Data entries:
_ _ _ _

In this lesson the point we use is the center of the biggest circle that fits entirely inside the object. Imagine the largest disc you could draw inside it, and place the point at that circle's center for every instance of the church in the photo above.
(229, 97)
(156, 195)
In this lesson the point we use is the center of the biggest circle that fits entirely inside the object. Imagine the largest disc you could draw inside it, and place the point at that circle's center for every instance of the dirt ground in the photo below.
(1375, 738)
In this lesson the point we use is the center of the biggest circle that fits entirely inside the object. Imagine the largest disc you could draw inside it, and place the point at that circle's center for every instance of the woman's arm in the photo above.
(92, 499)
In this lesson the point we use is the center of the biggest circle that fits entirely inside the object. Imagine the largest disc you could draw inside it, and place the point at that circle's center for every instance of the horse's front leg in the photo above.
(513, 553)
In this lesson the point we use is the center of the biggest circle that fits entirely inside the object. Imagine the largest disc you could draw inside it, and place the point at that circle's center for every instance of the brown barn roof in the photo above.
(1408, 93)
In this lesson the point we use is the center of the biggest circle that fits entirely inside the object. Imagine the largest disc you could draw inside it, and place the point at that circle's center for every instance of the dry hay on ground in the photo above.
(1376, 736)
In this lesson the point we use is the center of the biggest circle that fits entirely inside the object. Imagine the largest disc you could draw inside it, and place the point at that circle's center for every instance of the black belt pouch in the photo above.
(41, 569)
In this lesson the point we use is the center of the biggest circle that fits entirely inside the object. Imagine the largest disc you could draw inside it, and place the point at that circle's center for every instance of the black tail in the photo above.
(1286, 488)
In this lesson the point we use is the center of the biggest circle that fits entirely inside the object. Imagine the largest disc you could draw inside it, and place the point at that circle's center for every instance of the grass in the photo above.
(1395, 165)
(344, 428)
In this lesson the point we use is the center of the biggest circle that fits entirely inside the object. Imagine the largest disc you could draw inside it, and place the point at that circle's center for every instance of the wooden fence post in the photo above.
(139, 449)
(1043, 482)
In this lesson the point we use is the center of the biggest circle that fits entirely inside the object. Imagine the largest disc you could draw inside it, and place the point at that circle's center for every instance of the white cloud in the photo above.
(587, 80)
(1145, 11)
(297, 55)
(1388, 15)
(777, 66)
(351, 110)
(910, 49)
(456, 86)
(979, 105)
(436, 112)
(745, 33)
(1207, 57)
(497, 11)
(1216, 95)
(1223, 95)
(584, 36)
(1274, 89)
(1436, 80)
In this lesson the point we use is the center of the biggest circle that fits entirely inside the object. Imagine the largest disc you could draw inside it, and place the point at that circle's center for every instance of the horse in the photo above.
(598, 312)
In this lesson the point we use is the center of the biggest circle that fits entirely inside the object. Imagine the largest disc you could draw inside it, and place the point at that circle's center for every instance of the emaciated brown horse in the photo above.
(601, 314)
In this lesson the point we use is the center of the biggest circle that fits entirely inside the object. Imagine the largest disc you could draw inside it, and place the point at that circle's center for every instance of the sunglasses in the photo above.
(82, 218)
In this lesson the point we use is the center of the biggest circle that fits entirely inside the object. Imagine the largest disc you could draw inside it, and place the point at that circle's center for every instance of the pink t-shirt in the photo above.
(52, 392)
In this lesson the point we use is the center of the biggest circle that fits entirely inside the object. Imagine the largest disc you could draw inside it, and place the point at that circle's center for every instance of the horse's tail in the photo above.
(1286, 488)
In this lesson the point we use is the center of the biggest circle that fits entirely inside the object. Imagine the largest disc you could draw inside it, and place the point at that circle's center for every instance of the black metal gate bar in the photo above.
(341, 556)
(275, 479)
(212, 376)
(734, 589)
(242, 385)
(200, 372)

_ _ _ _

» WHAT IS BEING ASKED
Repeat every line of the data above word for word, with nothing changed or left out.

» COMPLETED EXERCISE
In this lesson the point we use is the center of the biggest circle that fits entirely inside the object. Imagine the largest disc you could draw inside it, and place the point at that circle's center for every instance of the church in the photo above.
(229, 97)
(156, 195)
In this lesson the point we use is the center of the biggest circle that fits entirely inside the object. Imagine the largest disc you could draw inside it, and place the point at that circle's center for every instance of the dirt ground in the photo below.
(1375, 738)
In this lesson the point we use is the center of the biggest circle that fits entirely inside the object. Imagine the largest disc you could draw inside it, and place the point at that circle's center for every instance of the woman's arm in the photo above.
(92, 499)
In this lesson the point we use is the center of the biggest circle that fits entirely inside the object. Imagine the largest disc you could draw inside it, and place the point at that circle's center for every instance of the horse's front leg in the photo above.
(513, 553)
In this lesson the point we use is the center of the biggest circle that fits entirely inside the object. Imagine the largest disc you could draw inside it, and place the point at that circle's center for every instance of the brown barn roof in the photo above.
(1408, 93)
In this lesson the point we use is the center of the biggest circle that fits entirely inside the object. Imagine the largest disc you could draw inside it, and place the point at that circle's center for every instance of the dry hay on ground in the photo above.
(1376, 736)
In this lesson the point we use is the center of the biggest circle that fits entirely inside the object. Imagine the largest disc you could draw inside it, and place the point at that circle's center for every instance of the black belt pouch in the photo above.
(41, 569)
In this lesson the point we use is the center of the biggest circle that fits entirely inside the object. Imagine the largest disc you could draw inside it, and place the point at that circle's center for every instance of the black tail in the photo above.
(1286, 488)
In this lesson the point we use is the center of the biggest circle that fits entirely inside the object. Imagine the largest disc you could draw inside it, and place the point at that circle's center for every instance of the grass in the photo above.
(1395, 165)
(344, 428)
In this lesson the point we use is the center of the biggest circle that fits entirely inside the object. Imagine the largest disc you could draw inside it, and place the point at that circle's center for every instance of the wooden fence post in the photo above.
(139, 449)
(1043, 482)
In this lesson the point we use is the center of the biggest circle that fits entirely inside the object. Imagine the largest disc you could draw inside it, and place the point at that circle's center for every instance of the white cloud in the photo above.
(587, 80)
(1145, 11)
(297, 55)
(1388, 15)
(777, 66)
(351, 110)
(910, 49)
(456, 86)
(979, 105)
(436, 112)
(745, 33)
(1207, 57)
(497, 11)
(1216, 95)
(1223, 95)
(584, 36)
(1274, 89)
(1436, 80)
In this lesson the point we use is the center of the biggest circle that fits entirely inside the object. Imagine the largest disc you could draw inside it, and place the point at that circle's center for every instance of the horse in the photo above.
(598, 312)
In this lesson the point we use is the center of the biggest circle that fits entirely inside the object. Imagine the largest disc you could draw inside it, and place the point at that circle's center for every instance of the emaciated brown horse in the photo above.
(601, 314)
In this lesson the point we use is the center of the biggest circle that fits entirely inside the object. Imagine the largest disc you could draw inside it, and place the point at that circle's center for every instance of the sunglasses in the photo above.
(82, 218)
In this lesson the point we use is the center of the biggest circle that fits entirely inside the object. Imagine the largest disc you could draw inside it, and place the point at that circle's center for every instance of the pink t-shirt in the photo above.
(52, 392)
In this lesson the point we use is the center of the biggest circle that fits entirely inside the object. Imagine the largest disc you could draw inside it, and place the point at that circle's center for every instance of the horse's tail in the photo above.
(1286, 488)
In this lesson the point we use is the center of the biggest circle that fits entirely inside the object. Imagine the largest disc you could draw inside it, and place the point at that circle's center for every instance of the black metal gate bar in the photo above.
(341, 556)
(275, 479)
(212, 376)
(734, 589)
(242, 385)
(200, 372)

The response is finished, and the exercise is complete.